◆ **Job 1**
In the poetry passage, which prize did How to Be Better by Being Worse win?
◆ **Job 2**
Continue the poetry passage from the point where it stops, carrying on the grackle poem it ends with.

◆ **Selected passage**
I often guide my students through a “Three Modes” exercise that involves writing three separate sections — one narrative, one discursive, and one lyrical — and then combining those sections in a non-chronological order. In addition to delving into these three key elements usually present in any successful poem, the non-chronological order often unlocks interesting connections and surprising turns. It’s a favorite among my Grackle students. 

What is one pearl of writing wisdom you like to offer your students?

Dare to be impolite. When you generate new work, it’s important not to let the superego (which in real life governs our sense of morality and fairness) make your decisions. Grackle students tend to be very well-meaning, conscientious, socially active human beings, and I love that. It can be difficult, however, to write a successful poem — especially in the somewhat public arena of a workshop — when you’re overly concerned about how people will judge your character. Finding a way out of your politeness in your work can lead you to more daring lines and surprising connections; it can also make you more vulnerable and self-aware. Furthermore, it frees to you channel your “best self” back into those arenas where you can have a bigger impact on the problems of the world. The problems of poetry may be related, but they’re not the same.

Justin Jannise is the author of How to Be Better by Being Worse (BOA Editions), which won the A. Poulin, Jr. Poetry Prize. His poems have appeared in Best New Poets, Best of the Net, Copper Nickel, Yale Review, and New Ohio Review. Recently a recipient of the Inprint Verlaine Prize in Poetry and a former Editor-in-Chief of Gulf Coast, Justin is pursuing his Ph.D. in Creative Writing (Poetry) at the University of Houston.

a poem by Amy Lowell

The Purple Grackles

The grackles have come.
The smoothness of the morning is puckered with their incessant chatter.
A sociable lot, these purple grackles,
Thousands of them strung across a long run of wind,
Thousands of them beating the air-ways with quick wing-jerks,
Spinning down the currents of the South.

◆ **Entries**
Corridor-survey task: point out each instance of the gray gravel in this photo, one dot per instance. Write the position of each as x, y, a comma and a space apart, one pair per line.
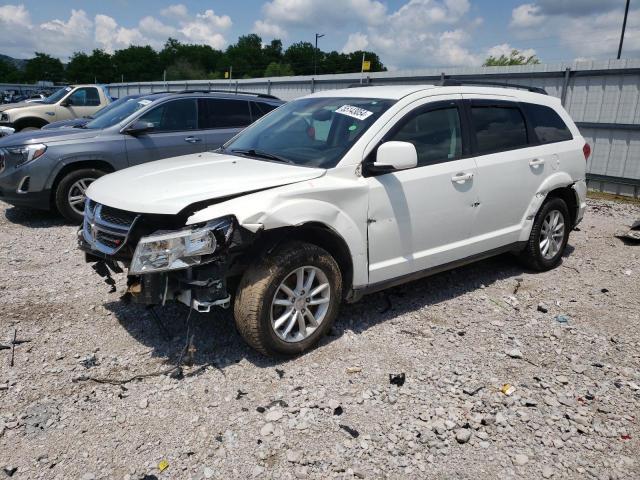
541, 383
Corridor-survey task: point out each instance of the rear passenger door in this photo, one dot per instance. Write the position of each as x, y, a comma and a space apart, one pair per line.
511, 169
221, 119
175, 133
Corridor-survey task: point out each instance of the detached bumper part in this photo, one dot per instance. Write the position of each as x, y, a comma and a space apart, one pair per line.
198, 288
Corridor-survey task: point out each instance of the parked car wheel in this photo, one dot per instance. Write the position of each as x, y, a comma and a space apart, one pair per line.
70, 194
549, 236
288, 301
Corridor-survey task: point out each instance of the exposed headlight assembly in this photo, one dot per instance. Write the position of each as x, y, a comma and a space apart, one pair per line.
25, 153
181, 248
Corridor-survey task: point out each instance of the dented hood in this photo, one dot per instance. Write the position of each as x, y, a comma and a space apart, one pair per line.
168, 186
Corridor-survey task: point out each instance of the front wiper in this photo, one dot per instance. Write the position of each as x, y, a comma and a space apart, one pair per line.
261, 154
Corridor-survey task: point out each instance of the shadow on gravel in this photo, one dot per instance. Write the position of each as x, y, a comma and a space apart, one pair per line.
33, 218
217, 343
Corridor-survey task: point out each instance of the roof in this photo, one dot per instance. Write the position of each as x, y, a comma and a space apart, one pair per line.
396, 92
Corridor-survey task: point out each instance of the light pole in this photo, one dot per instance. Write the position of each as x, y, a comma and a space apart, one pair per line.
315, 52
624, 26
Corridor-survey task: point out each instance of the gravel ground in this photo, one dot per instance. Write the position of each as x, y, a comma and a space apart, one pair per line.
458, 338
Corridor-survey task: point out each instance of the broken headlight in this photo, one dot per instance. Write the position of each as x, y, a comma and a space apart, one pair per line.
181, 248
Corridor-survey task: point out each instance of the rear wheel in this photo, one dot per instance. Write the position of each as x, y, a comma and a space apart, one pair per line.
70, 194
549, 236
288, 301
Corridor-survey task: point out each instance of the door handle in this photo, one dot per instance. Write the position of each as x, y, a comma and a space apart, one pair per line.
461, 177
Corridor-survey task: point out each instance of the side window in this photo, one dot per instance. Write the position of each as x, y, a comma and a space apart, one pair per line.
175, 115
498, 128
224, 113
85, 97
435, 134
547, 124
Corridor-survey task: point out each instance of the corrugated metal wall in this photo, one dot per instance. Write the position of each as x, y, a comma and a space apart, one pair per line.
603, 97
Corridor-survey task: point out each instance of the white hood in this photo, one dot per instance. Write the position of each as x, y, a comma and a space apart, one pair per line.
170, 185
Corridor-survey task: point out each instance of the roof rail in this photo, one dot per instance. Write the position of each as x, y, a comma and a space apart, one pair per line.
232, 92
454, 82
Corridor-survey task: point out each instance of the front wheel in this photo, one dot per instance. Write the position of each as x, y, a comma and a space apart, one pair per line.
70, 194
288, 301
549, 236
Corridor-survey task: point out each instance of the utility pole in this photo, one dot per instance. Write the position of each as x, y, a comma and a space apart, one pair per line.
624, 26
315, 52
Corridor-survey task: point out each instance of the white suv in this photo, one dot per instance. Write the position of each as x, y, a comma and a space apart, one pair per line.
339, 194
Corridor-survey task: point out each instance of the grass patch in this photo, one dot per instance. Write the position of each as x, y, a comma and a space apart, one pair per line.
612, 197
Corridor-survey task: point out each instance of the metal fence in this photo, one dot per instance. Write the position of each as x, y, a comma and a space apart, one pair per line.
603, 97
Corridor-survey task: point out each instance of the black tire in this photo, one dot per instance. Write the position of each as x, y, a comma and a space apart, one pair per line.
64, 186
532, 255
257, 290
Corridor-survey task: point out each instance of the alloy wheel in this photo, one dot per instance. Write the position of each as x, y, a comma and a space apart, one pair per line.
300, 304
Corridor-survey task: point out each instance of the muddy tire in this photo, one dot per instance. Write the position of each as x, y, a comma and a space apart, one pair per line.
69, 195
549, 236
288, 300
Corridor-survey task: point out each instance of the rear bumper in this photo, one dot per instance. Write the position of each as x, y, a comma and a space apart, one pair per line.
580, 187
40, 200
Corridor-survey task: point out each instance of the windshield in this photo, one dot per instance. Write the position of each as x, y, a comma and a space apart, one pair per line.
118, 113
54, 98
311, 132
113, 105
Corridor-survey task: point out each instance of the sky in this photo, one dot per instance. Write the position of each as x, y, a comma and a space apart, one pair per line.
407, 34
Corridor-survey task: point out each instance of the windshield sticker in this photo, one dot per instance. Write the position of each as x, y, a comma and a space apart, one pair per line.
354, 112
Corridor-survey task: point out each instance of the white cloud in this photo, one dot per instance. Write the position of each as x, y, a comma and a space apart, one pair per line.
356, 41
526, 16
205, 28
179, 11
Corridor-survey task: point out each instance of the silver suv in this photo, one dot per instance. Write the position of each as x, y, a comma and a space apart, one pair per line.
52, 168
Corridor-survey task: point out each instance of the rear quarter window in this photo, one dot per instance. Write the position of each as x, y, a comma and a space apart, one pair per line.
498, 128
546, 123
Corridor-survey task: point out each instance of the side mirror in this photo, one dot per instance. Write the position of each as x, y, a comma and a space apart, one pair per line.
392, 156
139, 127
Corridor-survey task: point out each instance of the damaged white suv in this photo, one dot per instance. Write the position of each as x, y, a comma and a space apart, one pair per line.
339, 194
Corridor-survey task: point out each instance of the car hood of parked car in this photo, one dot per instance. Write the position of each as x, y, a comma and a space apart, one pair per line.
48, 136
171, 185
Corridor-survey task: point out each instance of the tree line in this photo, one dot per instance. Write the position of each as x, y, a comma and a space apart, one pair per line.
247, 58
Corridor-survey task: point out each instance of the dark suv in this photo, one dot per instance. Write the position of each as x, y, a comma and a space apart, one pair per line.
52, 168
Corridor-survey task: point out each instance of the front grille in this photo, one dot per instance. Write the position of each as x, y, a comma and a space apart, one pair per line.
106, 229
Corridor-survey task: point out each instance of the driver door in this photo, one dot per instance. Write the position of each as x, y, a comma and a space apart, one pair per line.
422, 217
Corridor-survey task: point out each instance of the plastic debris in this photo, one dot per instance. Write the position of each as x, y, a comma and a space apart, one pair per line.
397, 380
163, 465
508, 389
351, 431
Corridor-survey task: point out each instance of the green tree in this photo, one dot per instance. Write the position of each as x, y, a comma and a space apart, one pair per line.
278, 70
514, 58
300, 57
44, 67
137, 64
185, 70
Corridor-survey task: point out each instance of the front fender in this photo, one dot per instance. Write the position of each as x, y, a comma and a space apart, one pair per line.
553, 182
267, 211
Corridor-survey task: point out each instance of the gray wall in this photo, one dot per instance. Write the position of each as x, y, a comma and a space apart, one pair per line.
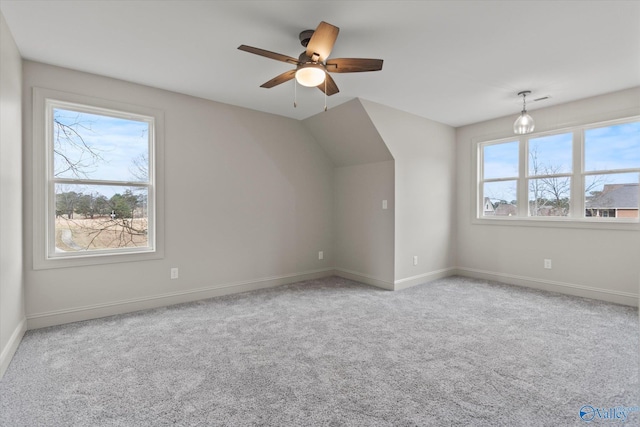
595, 263
12, 313
425, 177
363, 234
364, 231
248, 203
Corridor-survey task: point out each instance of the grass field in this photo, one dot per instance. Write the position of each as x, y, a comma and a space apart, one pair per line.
100, 233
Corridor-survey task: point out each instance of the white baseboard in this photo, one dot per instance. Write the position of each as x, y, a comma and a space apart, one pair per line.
364, 278
419, 279
59, 317
618, 297
12, 345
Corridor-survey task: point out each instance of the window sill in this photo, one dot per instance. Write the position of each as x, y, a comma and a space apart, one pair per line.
583, 223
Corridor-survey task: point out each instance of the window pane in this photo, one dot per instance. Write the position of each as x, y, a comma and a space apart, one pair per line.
612, 147
549, 196
92, 146
500, 160
500, 198
95, 217
612, 195
550, 155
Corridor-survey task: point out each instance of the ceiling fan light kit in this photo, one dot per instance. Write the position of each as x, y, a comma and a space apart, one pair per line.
524, 123
310, 74
312, 66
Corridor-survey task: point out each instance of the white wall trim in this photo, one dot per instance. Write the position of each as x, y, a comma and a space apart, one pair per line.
420, 279
58, 317
364, 278
618, 297
12, 345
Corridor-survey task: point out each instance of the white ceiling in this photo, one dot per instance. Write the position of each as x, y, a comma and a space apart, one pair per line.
456, 62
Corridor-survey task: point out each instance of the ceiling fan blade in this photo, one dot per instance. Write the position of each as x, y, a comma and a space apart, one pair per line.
269, 54
332, 87
284, 77
353, 65
322, 40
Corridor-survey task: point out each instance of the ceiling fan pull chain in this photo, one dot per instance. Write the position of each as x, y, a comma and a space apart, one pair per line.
325, 94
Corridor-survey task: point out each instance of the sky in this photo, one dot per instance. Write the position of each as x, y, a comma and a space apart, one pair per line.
117, 141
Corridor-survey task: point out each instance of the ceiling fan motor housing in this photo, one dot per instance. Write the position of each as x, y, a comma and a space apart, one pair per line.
305, 36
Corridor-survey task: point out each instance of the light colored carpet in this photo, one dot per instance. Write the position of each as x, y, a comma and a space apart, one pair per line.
334, 352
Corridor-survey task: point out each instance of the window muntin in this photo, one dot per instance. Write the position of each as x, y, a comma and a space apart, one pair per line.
561, 166
100, 181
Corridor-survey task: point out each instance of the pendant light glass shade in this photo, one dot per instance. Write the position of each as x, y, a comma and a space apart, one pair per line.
524, 123
310, 75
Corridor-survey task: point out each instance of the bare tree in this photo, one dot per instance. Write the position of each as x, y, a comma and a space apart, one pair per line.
71, 150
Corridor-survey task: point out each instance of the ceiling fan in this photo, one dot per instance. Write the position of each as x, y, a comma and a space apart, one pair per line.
313, 66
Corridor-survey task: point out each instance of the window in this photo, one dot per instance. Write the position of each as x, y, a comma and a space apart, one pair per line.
587, 173
95, 165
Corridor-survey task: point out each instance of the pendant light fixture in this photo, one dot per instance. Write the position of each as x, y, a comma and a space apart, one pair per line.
524, 123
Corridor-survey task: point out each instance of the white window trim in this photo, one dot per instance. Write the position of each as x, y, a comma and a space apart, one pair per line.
43, 102
576, 217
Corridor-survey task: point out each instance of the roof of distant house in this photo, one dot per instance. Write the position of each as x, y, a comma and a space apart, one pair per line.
615, 196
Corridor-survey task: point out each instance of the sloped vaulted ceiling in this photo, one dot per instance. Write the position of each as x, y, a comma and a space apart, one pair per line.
348, 136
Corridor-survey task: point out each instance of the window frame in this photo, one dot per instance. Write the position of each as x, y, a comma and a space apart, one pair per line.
576, 217
44, 254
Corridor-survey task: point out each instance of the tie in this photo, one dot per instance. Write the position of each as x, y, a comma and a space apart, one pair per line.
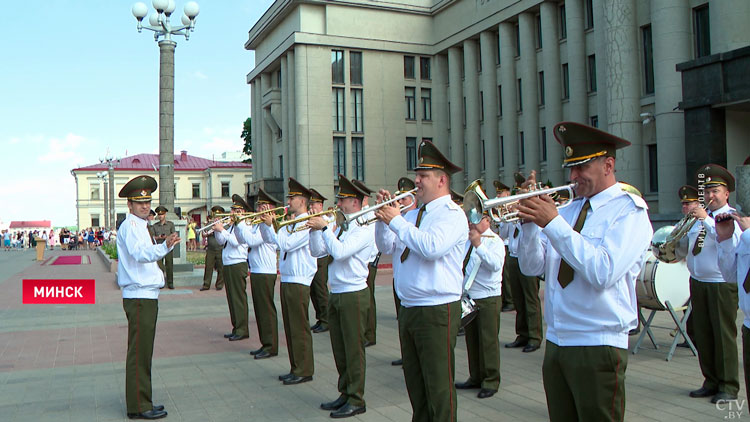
466, 259
405, 254
565, 274
699, 241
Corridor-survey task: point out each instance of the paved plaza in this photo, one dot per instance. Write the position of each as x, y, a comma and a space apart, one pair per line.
67, 362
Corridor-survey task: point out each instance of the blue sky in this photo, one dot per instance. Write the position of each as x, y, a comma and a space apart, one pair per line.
77, 80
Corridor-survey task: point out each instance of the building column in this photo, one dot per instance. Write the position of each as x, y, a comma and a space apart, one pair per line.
455, 90
509, 127
578, 103
670, 32
291, 134
624, 88
552, 103
487, 43
472, 161
530, 91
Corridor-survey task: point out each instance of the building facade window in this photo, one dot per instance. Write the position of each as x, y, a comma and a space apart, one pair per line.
409, 67
426, 104
701, 31
411, 153
358, 158
357, 109
411, 100
339, 124
424, 69
648, 59
339, 156
355, 67
337, 66
592, 72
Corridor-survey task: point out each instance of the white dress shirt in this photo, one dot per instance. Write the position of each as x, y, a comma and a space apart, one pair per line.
490, 256
234, 252
138, 274
599, 306
350, 252
734, 263
431, 275
296, 264
262, 256
704, 267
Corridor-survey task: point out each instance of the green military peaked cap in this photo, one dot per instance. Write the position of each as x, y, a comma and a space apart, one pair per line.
139, 189
430, 158
712, 175
582, 143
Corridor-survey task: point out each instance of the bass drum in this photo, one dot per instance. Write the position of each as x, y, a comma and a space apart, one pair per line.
660, 282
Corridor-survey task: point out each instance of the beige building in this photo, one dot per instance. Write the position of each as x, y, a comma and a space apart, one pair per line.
199, 185
353, 86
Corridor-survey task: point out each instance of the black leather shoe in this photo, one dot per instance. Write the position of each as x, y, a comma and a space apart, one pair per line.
334, 405
151, 414
468, 384
517, 343
348, 411
530, 348
722, 396
703, 392
265, 355
236, 337
297, 380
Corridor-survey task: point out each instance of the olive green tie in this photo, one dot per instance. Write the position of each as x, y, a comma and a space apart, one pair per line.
405, 254
565, 274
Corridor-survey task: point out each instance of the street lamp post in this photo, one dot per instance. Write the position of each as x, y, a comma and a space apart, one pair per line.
163, 31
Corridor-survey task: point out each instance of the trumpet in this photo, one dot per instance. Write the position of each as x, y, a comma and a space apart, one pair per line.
476, 202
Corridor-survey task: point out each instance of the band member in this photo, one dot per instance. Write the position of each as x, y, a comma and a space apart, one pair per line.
714, 301
234, 258
319, 286
297, 268
372, 322
140, 279
349, 248
734, 263
262, 261
213, 258
486, 250
501, 191
591, 253
407, 204
428, 249
161, 229
524, 289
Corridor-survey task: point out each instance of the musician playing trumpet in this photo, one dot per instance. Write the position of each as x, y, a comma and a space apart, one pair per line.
483, 277
591, 253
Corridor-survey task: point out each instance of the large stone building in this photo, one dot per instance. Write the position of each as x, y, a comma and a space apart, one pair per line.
200, 184
353, 86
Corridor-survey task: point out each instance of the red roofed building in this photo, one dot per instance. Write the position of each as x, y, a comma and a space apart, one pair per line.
200, 183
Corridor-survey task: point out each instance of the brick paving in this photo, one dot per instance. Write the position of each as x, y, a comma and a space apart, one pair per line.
66, 362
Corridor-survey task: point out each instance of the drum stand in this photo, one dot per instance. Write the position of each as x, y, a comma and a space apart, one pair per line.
681, 330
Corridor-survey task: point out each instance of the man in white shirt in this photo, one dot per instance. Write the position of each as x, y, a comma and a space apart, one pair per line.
140, 279
483, 272
234, 259
349, 247
428, 249
297, 268
714, 301
591, 253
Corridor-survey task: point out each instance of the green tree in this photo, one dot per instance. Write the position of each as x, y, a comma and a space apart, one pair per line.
248, 137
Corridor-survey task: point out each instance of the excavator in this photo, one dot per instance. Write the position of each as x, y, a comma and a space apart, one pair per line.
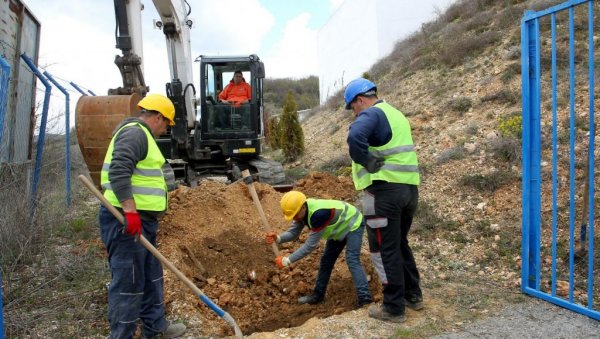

◆ **Task answer 1**
The A. Poulin, Jr. Poetry Prize.

◆ **Task answer 2**
Every year they come,
My garden is a place of solace and recreation evidently,
For they always pass a day with me.
With high good nature they tell me what I do not want to hear.
The grackles have come.

I am persuaded that grackles are birds;
But when they are settled in the trees,
I am inclined to declare them fruits
And the trees turned hybrid blackberry vines.
Blackness shining and bulging under leaves,
Does not that mean blackberries, I ask you?
Nonsense! The grackles have come.
Nonchalant highwaymen, pickpockets, second-story burglars,
Stealing away my little hope of Summer.

There is no stealthy robbing in this.
Who ever heard such a gabble of thieves’ talk!
It seems they delight in unmasking my poor pretense.
Yes, now I see that the hydrangea blooms are rusty;
That the hearts of the golden glow are ripening to lustreless seeds;
That the garden is dahlia-coloured,
Flaming with its last over-hot hues;
That the sun is pale as a lemon too small to fill the picking-ring.
I did not see this yesterday,
But to-day the grackles have come.

They drop out of the trees
And strut in companies over the lawn,
Tired of flying, no doubt;
A grand parade to limber legs and give wings a rest.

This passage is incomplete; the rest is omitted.